**Selected passage**:
TTT:Phe TCT:Ser TGT:Cys TAT:Tyr
TTC:Phe TCC:Ser TGC:Cys TAC:Tyr
TTG:Leu TCG:Ser TGG:Trp TAG:***
TTA:Leu TCA:Ser TGA:*** TAA:***
- - - -
CTT:Leu CCT:Pro CGT:Arg CAT:His
CTC:Leu CCC:Pro CGC:Arg CAC:His
CTG:Leu CCG:Pro CGG:Arg CAG:Gln
CTA:Leu CCA:Pro CGA:Arg CAA:Gln
- - - -
GTT:Val GCT:Ala GGT:Gly GAT:Asp
GTC:Val GCC:Ala GGC:Gly GAC:Asp
GTG:Val GCG:Ala GGG:Gly GAG:Glu
GTA:Val GCA:Ala GGA:Gly GAA:Glu
- - - -
ATT:Ile ACT:Thr AGT:Ser AAT:Asn
ATC:Ile ACC:Thr AGC:Ser AAC:Asn
ATG:Met ACG:Thr AGG:Arg AAG:Lys
ATA:Ile ACA:Thr AGA:Arg AAA:Lys

You will write a program that repeatedly accepts as input a string of ACGT triples and produces:

The program will continue to accept input until the user just presses RETURN without entering any DNA codes.

Here is a sample run of the program. Note that some sequences, such as TAG, do not produce an amino acid. They are listed as *** for their three-letter abbreviation, and * for the one-letter abbreviation. Do not presume that there will never be more than 4 sequences. Somebody could enter a string with 40 three-letter sequences, or 50, or 80, and your program would have to process that string correctly.

Enter a nucleotide sequence, or just press ENTER to quit: aaacgatcaccc
AAA	Lys
CGA	Arg
TCA	Ser
CCC Pro
One-letter abbreviations: KRSP
Enter a nucleotide sequence, or just press ENTER to quit: cga tgc
CGA	Arg
TGC	Cys
One-letter abbreviations: RC
Enter a nucleotide sequence, or just press ENTER to quit: cgi tat tca
CGI	invalid sequence
TAT	Tyr
TCA	Ser
One-letter abbreviations: ?YS
Enter a nucleotide sequence, or just press ENTER to quit: tag cat agg ctt
TAG	***
CAT	His
AGG	Arg
CTT	Leu
One-letter abbreviations: *HRL
Enter a nucleotide sequence, or just press ENTER to quit: tca cag gtt cg
Error: You must give complete triples.

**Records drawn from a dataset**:
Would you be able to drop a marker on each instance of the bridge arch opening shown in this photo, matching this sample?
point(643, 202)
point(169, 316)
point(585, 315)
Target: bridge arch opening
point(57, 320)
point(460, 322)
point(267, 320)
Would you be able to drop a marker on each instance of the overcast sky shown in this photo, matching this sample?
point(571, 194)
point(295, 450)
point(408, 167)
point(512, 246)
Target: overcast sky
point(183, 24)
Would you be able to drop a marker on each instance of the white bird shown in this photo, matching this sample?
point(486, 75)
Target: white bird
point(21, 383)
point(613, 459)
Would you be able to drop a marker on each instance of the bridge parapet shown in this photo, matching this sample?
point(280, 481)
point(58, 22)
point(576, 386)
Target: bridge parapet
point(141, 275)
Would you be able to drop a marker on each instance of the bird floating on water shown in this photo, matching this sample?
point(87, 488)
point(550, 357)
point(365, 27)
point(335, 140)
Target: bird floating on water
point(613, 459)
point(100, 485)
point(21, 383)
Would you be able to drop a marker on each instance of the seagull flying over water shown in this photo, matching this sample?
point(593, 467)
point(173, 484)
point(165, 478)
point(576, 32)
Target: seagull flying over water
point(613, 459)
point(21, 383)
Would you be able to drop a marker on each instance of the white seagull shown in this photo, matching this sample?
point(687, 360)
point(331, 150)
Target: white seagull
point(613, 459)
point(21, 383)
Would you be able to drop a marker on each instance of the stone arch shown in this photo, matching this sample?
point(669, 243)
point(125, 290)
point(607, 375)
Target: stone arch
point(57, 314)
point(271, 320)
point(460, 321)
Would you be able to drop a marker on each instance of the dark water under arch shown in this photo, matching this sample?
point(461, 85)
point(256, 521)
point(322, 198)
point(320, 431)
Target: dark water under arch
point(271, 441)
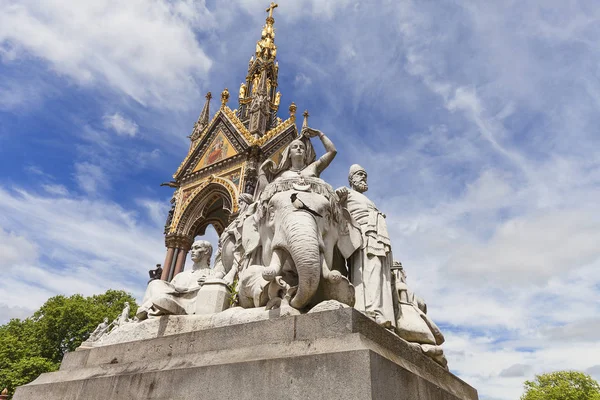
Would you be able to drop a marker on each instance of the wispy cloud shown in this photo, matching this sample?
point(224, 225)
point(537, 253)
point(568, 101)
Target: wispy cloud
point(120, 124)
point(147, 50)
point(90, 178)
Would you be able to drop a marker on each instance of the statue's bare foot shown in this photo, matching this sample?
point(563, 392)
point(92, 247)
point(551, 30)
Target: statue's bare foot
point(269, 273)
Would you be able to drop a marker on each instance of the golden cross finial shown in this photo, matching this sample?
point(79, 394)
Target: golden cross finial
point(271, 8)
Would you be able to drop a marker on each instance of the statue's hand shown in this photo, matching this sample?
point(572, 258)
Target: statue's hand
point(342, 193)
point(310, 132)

* * *

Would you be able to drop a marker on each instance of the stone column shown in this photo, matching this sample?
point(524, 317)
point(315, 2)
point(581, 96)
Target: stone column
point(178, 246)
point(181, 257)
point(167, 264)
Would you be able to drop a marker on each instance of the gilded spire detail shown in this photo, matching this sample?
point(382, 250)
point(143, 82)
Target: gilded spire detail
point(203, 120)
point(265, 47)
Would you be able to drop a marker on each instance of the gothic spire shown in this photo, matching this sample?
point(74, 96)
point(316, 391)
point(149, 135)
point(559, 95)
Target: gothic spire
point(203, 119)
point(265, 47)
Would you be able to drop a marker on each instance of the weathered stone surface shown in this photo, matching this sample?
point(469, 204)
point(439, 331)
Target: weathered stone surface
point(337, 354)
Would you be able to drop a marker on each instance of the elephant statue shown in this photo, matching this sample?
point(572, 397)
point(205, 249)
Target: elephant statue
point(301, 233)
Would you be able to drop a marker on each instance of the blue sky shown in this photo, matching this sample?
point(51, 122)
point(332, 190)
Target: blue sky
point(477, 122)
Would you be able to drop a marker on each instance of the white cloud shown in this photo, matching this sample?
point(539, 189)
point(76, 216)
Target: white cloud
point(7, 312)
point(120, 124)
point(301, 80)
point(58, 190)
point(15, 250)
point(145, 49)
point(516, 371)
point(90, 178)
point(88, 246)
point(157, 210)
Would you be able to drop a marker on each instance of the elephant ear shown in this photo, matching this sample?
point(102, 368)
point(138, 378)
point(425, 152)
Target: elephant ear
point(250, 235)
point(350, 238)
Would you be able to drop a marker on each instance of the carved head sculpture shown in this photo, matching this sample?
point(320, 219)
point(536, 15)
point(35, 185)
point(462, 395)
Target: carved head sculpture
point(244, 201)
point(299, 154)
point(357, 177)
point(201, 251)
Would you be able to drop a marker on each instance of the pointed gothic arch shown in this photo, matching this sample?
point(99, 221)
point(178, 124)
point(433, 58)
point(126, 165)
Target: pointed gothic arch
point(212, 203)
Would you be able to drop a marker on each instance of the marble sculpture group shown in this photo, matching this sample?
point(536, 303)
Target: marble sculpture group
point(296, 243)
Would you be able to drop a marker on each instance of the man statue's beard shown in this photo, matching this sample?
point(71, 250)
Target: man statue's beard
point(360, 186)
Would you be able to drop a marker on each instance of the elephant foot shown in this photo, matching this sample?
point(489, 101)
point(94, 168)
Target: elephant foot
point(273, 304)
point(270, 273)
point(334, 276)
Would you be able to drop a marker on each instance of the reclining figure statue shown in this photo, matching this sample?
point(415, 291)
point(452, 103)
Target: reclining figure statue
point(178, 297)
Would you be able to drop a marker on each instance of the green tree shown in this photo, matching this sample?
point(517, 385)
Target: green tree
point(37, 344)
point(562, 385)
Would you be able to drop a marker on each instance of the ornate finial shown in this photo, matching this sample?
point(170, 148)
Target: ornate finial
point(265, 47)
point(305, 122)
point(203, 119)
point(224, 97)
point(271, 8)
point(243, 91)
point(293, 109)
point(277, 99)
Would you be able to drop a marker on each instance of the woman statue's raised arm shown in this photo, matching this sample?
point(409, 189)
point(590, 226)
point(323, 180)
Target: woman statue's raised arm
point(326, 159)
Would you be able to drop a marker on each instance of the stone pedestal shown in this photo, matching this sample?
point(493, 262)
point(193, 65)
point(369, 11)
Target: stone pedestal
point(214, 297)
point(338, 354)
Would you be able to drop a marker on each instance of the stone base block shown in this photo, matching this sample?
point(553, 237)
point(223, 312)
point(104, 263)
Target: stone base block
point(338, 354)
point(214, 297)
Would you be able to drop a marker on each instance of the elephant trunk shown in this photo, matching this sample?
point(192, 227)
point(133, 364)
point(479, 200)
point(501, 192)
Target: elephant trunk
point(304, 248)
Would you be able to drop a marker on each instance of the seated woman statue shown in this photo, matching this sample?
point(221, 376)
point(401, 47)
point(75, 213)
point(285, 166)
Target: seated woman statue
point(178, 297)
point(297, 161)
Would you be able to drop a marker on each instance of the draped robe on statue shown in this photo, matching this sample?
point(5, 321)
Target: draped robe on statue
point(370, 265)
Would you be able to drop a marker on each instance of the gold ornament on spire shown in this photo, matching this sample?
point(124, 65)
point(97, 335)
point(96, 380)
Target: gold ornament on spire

...

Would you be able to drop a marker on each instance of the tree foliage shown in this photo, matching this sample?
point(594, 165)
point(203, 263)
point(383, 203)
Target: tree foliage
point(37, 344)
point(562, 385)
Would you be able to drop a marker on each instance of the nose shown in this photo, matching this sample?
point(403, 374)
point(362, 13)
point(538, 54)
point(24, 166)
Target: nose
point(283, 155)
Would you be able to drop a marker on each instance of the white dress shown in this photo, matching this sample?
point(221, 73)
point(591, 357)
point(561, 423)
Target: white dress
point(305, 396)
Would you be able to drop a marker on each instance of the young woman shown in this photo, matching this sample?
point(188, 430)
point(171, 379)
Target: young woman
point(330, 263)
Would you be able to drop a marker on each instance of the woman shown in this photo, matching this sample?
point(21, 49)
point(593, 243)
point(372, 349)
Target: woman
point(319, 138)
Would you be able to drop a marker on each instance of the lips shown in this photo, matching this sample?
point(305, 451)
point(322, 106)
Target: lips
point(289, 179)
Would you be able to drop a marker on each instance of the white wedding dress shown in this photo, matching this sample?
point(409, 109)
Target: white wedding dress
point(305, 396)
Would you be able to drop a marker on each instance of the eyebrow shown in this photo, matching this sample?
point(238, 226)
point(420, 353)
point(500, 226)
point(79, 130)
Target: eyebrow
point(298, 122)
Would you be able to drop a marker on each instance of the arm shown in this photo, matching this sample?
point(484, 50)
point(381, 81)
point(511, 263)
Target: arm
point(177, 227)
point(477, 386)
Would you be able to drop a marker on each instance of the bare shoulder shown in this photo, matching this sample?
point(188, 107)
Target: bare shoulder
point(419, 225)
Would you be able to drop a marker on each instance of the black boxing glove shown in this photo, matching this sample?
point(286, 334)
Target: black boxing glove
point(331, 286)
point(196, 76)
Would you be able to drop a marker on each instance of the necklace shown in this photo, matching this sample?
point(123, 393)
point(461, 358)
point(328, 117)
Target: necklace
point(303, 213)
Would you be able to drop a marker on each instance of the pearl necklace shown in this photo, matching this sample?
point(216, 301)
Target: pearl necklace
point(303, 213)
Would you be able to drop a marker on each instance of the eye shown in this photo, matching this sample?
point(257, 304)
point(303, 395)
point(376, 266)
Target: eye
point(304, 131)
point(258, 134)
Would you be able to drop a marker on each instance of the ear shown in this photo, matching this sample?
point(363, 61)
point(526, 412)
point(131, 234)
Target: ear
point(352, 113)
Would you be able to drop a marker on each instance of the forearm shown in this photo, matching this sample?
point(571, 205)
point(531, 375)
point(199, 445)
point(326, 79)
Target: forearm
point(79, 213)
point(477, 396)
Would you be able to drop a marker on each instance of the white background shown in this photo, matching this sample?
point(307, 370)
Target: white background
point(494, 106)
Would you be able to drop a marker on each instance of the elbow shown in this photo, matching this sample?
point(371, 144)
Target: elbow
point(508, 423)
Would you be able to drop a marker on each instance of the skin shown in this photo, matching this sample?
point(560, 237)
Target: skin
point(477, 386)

**Task goal**: Retype the DNA codon assignment, starting with "The program will" and going on through "that string correctly.". The material is not required for this exercise.

**Task output**:
The program will continue to accept input until the user just presses RETURN without entering any DNA codes.

Here is a sample run of the program. Note that some sequences, such as TAG, do not produce an amino acid. They are listed as *** for their three-letter abbreviation, and * for the one-letter abbreviation. Do not presume that there will never be more than 4 sequences. Somebody could enter a string with 40 three-letter sequences, or 50, or 80, and your program would have to process that string correctly.